*TEXTO CITADO*
──────

Sem admitir que estou idoso (apenas acumulo experiências), hoje sou um homem de muitas histórias. Eis uma delas. Quando vim pela primeira vez a Mato Grosso, em 1971, motivado pelo convite para ministrar aulas no antigo Centro Pedagógico de Corumbá (na época Universidade Estadual de Mato Grosso), peguei um velho ônibus noturno da Viação Mato Grosso em direção a minha grande aventura. Ao amanhecer, o ônibus parou em um local, para um lanche, numa simpática construção de madeira a beira do nada. Era o famoso Restaurante Água Rica, muito conhecido na região pelo seu pão de queijo. Demonstrando a minha ignorância geográfica, perguntei à moça do caixa se estava longe de Corumbá, meu destino final. Surpresa, ela disse sorrindo: “moço, o senhor vai chegar lá somente à noite”. Era o meu batismo de fogo na imensidão mato-grossense.

A história desse velho restaurante remonta os idos da década de 50 do século passado, quando um aventureiro sonhador, Franklin Dias de Castro, caminhoneiro, comprou aquelas terras ao lado de uma mina d’água, para oferecer alimentos aos corajosos passageiros que desafiavam a rodovia de terra batida. Agora, em nome da modernidade, o governo federal pretende duplicar a rodovia, praticamente matando o veio d’água, espremendo e asfixiando o referido restaurante. Na outra margem da estrada seria preciso construir um aterro, onerando assim a construção da duplicação. 

Esta luta é apenas mais um desafio aos que lutam em nome da preservação do patrimônio histórico e da memória afetiva do estado. Uma luta nem sempre vitoriosa, mas que é preciso persistir.  É de triste lembrança outra luta perdida, a truculenta retirada em Campo Grande, na calada de uma madrugada, dos trilhos da Noroeste por uma retroescavadeira. Apesar disso, esta luta encabeçada por intelectuais e pessoas ligadas à cultura foi parcialmente exitosa, porque em 13 de maio de 1996 houve o tombamento do complexo ferroviário que hoje é a bela esplanada da Noroeste,

importante sítio turístico e cultural da cidade.

──────

*REGISTROS*

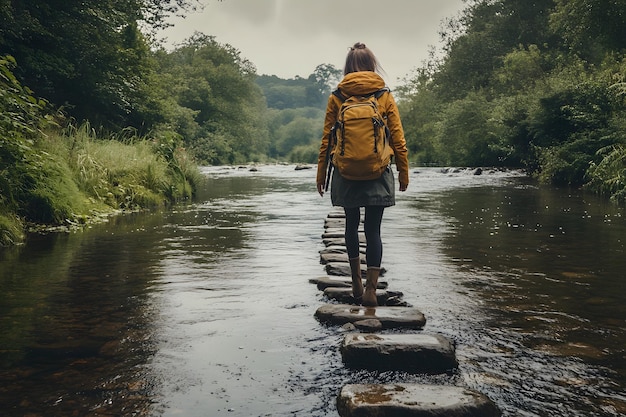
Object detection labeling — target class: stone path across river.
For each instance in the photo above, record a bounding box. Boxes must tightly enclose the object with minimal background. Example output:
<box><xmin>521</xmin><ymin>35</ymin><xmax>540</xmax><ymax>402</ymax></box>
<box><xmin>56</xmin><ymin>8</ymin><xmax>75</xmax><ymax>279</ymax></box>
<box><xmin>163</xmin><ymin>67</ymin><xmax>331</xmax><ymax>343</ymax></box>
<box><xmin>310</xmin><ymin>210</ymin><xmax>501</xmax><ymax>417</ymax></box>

──────

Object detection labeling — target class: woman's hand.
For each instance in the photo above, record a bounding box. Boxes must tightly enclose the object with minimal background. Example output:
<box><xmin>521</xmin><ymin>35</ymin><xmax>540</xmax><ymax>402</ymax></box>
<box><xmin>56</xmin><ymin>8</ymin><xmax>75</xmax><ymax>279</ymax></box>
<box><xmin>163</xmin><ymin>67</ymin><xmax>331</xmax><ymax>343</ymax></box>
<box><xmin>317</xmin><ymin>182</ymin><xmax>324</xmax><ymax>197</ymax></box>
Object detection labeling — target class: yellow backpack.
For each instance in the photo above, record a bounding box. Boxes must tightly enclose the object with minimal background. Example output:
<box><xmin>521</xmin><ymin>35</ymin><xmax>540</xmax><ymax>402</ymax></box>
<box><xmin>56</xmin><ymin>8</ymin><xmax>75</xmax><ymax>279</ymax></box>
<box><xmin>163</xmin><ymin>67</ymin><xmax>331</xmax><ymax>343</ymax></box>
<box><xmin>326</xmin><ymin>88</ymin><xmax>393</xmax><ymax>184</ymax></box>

──────

*DESAFIOS*
a. Imprima o trecho do texto sobre o Restaurante Água Rica que vai de "A história desse" até "construção da duplicação.".
b. Responda às perguntas abaixo com base no texto sobre o Restaurante Água Rica.
(i) Em que ano o autor veio pela primeira vez a Mato Grosso?
(ii) Por qual alimento o Restaurante Água Rica era conhecido na região?
(iii) Em que data ocorreu o tombamento do complexo ferroviário da Noroeste?

*RESPOSTAS DO EXERCÍCIO*
a.
A história desse velho restaurante remonta os idos da década de 50 do século passado, quando um aventureiro sonhador, Franklin Dias de Castro, caminhoneiro, comprou aquelas terras ao lado de uma mina d’água, para oferecer alimentos aos corajosos passageiros que desafiavam a rodovia de terra batida. Agora, em nome da modernidade, o governo federal pretende duplicar a rodovia, praticamente matando o veio d’água, espremendo e asfixiando o referido restaurante. Na outra margem da estrada seria preciso construir um aterro, onerando assim a construção da duplicação.

b.
(i) Em 1971.
(ii) Pelo pão de queijo.
(iii) Em 13 de maio de 1996.